* **WORK TO DO**: Tally how many lines of the entries below include the string "white". Reply with the number alone.

* **GIVEN ENTRIES**:
= = = =
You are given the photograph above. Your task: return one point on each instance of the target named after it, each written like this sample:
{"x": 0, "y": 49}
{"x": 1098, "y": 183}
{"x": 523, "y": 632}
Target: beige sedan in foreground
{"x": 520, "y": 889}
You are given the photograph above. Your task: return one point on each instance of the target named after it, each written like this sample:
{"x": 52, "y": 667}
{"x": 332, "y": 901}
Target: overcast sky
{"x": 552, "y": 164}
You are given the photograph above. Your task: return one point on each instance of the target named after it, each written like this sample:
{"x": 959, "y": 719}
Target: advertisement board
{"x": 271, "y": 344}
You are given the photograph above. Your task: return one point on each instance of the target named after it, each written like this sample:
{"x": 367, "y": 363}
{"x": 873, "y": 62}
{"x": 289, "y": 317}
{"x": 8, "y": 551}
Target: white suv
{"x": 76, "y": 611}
= = = =
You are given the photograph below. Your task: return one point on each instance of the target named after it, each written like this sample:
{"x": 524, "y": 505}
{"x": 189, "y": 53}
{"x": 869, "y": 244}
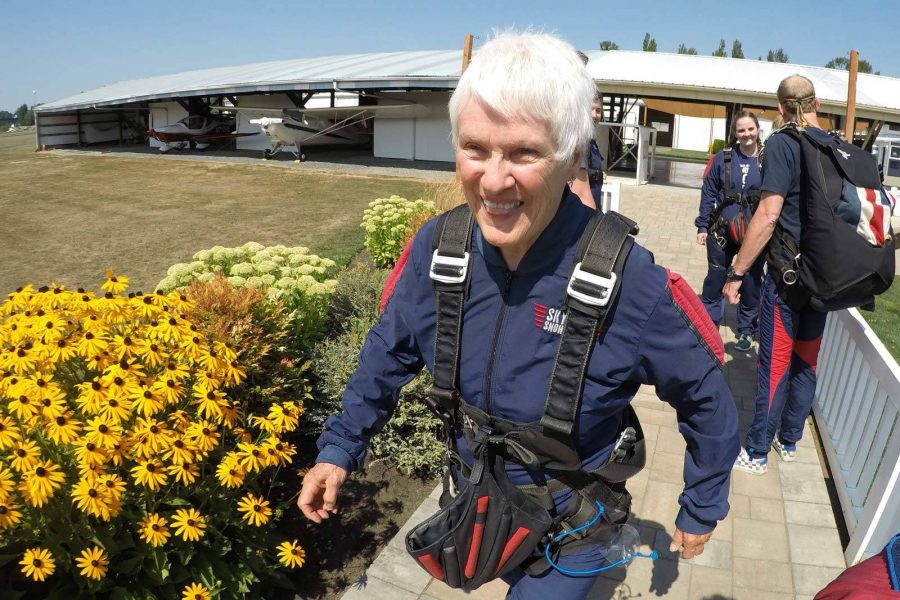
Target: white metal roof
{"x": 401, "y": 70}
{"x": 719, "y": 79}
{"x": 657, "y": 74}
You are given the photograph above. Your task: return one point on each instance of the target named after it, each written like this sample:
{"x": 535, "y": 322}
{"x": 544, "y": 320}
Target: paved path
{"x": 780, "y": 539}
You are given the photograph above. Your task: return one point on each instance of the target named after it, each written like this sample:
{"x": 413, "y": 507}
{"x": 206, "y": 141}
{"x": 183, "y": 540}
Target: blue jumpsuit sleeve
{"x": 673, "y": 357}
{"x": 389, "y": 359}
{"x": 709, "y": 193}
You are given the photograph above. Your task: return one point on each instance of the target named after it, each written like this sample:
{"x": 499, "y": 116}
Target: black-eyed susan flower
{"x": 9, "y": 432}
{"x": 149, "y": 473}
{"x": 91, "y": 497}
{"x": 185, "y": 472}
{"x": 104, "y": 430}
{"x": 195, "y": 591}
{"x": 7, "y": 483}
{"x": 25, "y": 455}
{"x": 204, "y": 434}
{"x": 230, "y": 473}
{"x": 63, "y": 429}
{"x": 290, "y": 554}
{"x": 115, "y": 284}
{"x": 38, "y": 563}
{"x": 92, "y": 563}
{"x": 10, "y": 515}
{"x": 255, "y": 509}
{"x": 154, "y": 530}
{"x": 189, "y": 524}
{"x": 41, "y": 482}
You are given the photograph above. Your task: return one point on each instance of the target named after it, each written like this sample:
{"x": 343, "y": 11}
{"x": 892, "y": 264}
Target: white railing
= = = =
* **PROBLEM SOLUTION**: 3